→ Quoted text:
++++++++++++++++++++
An inverter is a device that converts industrial frequency power (50Hz or 60Hz) into AC power of various frequencies to achieve variable-speed operation of motors. The control circuit completes the control of the main circuit, the rectifier circuit converts AC power into DC power, the DC intermediate circuit smoothes and filters the output of the rectifier circuit, and the inverter circuit converts DC power back into AC power.

When using inverters, it is necessary to select different control methods according to your own control requirements. Below, we will introduce several common control methods of inverters:
1. V/f Constant Control:
V/f control involves changing both the voltage and frequency of the motor power supply simultaneously as the frequency changes, maintaining a constant magnetic flux in the motor. This ensures that the motor's efficiency and power factor do not drop significantly over a wide speed range. Since this method controls the ratio of Voltage to Frequency, it is called V/f control. However, the main issue with constant V/f control is poor low-speed performance. At very low speeds, the electromagnetic torque may not overcome static friction, making it difficult to properly adjust the motor's torque compensation and adapt to load variations. Additionally, it cannot accurately control the actual motor speed. As V/f control is an open-loop speed control, from the mechanical characteristics of induction motors, we know that the set value is the stator frequency (i.e., the ideal no-load speed), while the actual motor speed is determined by the slip rate. Therefore, the stable error inherent in V/f constant control cannot be controlled, making it impossible to precisely regulate the motor’s actual speed.
2. Slip Frequency Control:
Slip frequency refers to the difference between the frequency of the AC power applied to the motor and the motor's actual speed. According to the stable mathematical model of induction motors, when the frequency is fixed, the motor's electromagnetic torque is proportional to the slip, and the mechanical characteristics are linear.
Slip frequency control manages torque and current by controlling the slip frequency. This method requires detecting the motor's speed to form a closed-loop speed control system. The output of the speed regulator becomes the slip frequency, which, together with the motor speed, determines the inverter's set frequency. Compared to V/f control, slip frequency control improves acceleration/deceleration characteristics and overcurrent limiting capability. In addition, it includes a speed regulator and uses speed feedback for closed-loop control, resulting in smaller static speed errors. However, although it achieves steady-state control in automatic systems, it still falls short in terms of dynamic performance.
++++++++++++++++++++
→ Written request 1:
Please extract the part of the inverter control text that begins at the words "An inverter is" and stops after "into AC power.".
→ Written request 2:
In the inverter control text, what is named as the main issue with constant V/f control?

→ Information shown:
++++++++++++++++++++
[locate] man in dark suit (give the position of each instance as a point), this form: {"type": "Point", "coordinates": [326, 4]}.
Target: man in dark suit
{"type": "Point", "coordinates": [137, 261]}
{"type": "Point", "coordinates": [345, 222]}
++++++++++++++++++++
→ Solution 1:
An inverter is a device that converts industrial frequency power (50Hz or 60Hz) into AC power of various frequencies to achieve variable-speed operation of motors. The control circuit completes the control of the main circuit, the rectifier circuit converts AC power into DC power, the DC intermediate circuit smoothes and filters the output of the rectifier circuit, and the inverter circuit converts DC power back into AC power.

→ Solution 2:
Poor low-speed performance.